| Written task |
Pick out every line in the records below that contains the string "necktie", and copy each one.

| Input |
>>>

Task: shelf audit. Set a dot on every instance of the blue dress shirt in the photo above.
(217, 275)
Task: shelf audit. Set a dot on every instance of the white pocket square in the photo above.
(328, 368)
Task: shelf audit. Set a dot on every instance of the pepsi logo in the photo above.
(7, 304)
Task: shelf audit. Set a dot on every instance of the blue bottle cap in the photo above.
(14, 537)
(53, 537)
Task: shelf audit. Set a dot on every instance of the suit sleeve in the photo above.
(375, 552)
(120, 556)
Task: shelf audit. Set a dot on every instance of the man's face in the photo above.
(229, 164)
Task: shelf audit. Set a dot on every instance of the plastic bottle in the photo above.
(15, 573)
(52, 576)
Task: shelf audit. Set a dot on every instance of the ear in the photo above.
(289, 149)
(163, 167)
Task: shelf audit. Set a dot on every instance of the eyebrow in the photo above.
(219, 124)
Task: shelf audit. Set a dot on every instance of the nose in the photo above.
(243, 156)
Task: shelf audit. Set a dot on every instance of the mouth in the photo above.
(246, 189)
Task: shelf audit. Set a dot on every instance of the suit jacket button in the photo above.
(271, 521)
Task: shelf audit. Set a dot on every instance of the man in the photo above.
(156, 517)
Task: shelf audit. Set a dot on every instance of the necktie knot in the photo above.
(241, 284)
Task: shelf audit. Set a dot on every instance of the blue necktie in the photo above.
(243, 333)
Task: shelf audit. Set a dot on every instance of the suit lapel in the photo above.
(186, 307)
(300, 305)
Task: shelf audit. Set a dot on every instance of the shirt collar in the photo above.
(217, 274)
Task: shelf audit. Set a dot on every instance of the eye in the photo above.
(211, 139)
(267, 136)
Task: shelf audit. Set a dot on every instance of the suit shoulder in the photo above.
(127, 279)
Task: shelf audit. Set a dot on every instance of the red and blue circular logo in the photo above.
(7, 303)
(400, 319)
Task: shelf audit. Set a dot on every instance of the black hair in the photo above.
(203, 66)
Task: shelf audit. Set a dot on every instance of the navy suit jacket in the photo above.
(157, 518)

<<<
>>>

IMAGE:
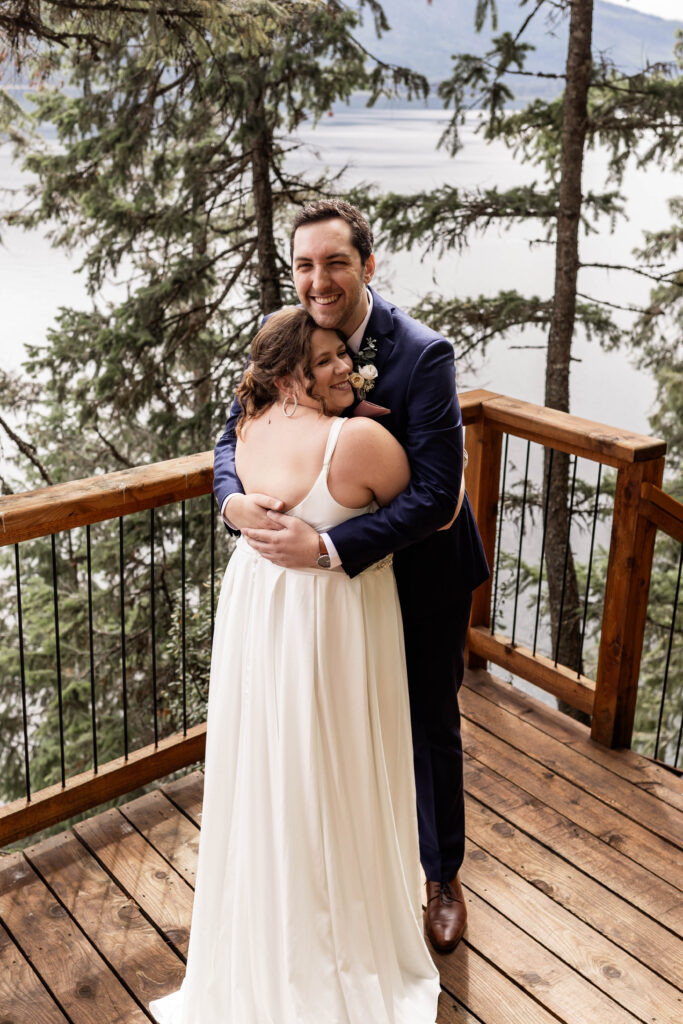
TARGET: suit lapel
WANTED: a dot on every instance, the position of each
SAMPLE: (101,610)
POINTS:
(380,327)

<<<

| Finished exercise |
Task: shelf audit. Set a dot on every instance of the necktie knot in the photo above.
Task: shelf audit. Set a dot on every instance of the blue necktie in the photo above.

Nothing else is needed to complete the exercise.